THE TASK:
Reproduce word for word the passage of the blog post on UKIP and devolution that opens with the words "Cards on the" and closes with "for like-minded UKIPpers.".

PAGE EXCERPT:
:::

And before any anti-devolution UKIPpers point to the low turnout and suggest it's not representative of public opinion, the turnout in Barnsley yesterday was also 36.5%.

UKIPpers who want UKIP to adopt a sensible policy on devolution might want to check out the 1997 Group.

Wednesday, 19 January 2011

Election 2011: put our resources into areas where we have known support

This year UKIP will be contesting local elections in England and elections to the devolved executives in Scotland, Wales and Northern Ireland.

UKIP will be putting a fair bit of money into this year's elections but is it going to be spent where it's most likely to be turned into electoral success?

Cards on the table, I'm an English nationalist.  It's no great secret and anyone who reads this blog regularly, reads the Bloggers4UKIP Twitter feed, reads my own blog or the UKIP members' forum will know that I am an active campaigner for an English Parliament and have spent the last year or two debating (sometimes rowing) with fellow UKIPpers about devolution.  I even set up the 1997 Group for like-minded UKIPpers.

UKIP's policy on devolution is wrong and a lot of members agree with this and support a change in the current policy of abolishing the devolved executives and establishing Grand Committees of British MPs to replace them - an extension of the Tories' now-abandoned English Votes on English Laws policy to establish Scottish Votes on Scottish Laws, Welsh Votes on Welsh Laws and Northern Irish Votes on Northern Irish Laws instead of democratically accountable devolved executives.

But it's not just UKIP members that our policy makers should be listening to - they should be listening to the general public.  Only a fool would think that the Scots could ever be convinced to give up their parliament and the Welsh will cement the tenuous 51% yes vote for devolution in 1997 with a reasonable majority in favour of the Welsh government being given primary law making powers in this year's referendum.  And of course the Northern Irish Assembly was part of the Good Friday and couldn't be abolished without seriously damaging relations with the Republic of Ireland and risking a return to violence in the province.  That just leaves England unrepresented - the last colony of the British Empire.  Seven out of ten people want an English Parliament or at the very least a ban on MPs not elected in England voting on English laws according to four independent opinion polls in four years commissioned by three different organisations.

:::

RECORDS PROVIDED:
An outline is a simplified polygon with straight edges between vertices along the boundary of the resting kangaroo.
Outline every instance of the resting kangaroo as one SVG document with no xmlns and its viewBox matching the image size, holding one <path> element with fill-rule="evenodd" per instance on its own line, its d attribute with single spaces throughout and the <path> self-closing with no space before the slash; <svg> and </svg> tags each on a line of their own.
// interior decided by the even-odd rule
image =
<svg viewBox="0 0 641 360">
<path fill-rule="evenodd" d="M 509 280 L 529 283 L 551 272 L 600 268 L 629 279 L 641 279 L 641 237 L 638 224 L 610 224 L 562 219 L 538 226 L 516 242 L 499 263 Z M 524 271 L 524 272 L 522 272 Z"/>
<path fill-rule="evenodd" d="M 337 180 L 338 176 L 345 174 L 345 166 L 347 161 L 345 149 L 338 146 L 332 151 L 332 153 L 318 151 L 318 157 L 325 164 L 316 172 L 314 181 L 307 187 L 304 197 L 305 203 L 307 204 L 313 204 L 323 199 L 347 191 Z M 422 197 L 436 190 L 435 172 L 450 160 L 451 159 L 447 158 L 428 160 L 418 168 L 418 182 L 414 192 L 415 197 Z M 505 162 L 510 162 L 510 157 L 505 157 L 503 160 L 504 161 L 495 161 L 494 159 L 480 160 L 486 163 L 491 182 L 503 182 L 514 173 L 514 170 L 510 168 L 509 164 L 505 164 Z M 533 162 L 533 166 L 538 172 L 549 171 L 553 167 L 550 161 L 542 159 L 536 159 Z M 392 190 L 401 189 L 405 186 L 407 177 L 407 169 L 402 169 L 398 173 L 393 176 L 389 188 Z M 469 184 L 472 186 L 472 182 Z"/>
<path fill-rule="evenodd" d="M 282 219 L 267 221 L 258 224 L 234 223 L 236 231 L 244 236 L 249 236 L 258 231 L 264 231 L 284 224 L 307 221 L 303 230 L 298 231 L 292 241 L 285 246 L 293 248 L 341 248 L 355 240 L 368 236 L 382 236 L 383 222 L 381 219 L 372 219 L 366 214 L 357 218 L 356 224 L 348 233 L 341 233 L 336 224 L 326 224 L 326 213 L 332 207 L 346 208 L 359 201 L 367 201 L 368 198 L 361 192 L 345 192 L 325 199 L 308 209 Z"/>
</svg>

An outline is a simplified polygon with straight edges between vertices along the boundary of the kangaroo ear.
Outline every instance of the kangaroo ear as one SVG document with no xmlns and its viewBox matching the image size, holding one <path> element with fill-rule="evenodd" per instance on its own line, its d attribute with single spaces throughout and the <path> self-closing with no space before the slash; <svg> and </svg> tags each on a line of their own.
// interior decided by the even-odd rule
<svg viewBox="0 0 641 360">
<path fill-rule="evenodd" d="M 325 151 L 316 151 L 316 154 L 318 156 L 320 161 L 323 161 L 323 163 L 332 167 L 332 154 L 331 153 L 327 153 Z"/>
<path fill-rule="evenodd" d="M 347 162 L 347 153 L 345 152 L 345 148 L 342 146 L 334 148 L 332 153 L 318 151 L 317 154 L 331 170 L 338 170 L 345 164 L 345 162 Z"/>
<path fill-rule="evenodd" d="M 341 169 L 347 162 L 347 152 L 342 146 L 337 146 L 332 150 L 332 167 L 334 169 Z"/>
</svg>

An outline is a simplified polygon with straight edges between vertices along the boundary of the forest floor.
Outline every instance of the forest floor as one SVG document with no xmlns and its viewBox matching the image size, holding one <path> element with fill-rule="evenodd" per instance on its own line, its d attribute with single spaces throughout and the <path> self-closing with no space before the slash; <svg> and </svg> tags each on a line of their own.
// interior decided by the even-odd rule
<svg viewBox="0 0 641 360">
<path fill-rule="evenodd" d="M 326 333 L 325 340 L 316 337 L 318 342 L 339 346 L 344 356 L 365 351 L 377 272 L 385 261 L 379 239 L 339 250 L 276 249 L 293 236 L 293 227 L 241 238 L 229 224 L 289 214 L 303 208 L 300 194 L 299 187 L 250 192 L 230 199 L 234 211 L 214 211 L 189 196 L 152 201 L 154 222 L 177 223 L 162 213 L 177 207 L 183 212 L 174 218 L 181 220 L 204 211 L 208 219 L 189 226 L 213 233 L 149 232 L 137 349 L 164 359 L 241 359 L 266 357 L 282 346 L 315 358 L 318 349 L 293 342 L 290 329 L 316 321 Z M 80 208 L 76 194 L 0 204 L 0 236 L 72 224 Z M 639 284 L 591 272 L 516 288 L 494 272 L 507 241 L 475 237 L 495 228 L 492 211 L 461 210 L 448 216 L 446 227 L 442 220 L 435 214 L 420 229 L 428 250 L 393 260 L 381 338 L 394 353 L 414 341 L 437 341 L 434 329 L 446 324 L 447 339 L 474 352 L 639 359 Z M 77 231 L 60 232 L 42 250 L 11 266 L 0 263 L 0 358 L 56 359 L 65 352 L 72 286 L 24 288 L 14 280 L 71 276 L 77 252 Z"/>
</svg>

:::

ANSWER BELOW:
Cards on the table, I'm an English nationalist.  It's no great secret and anyone who reads this blog regularly, reads the Bloggers4UKIP Twitter feed, reads my own blog or the UKIP members' forum will know that I am an active campaigner for an English Parliament and have spent the last year or two debating (sometimes rowing) with fellow UKIPpers about devolution.  I even set up the 1997 Group for like-minded UKIPpers.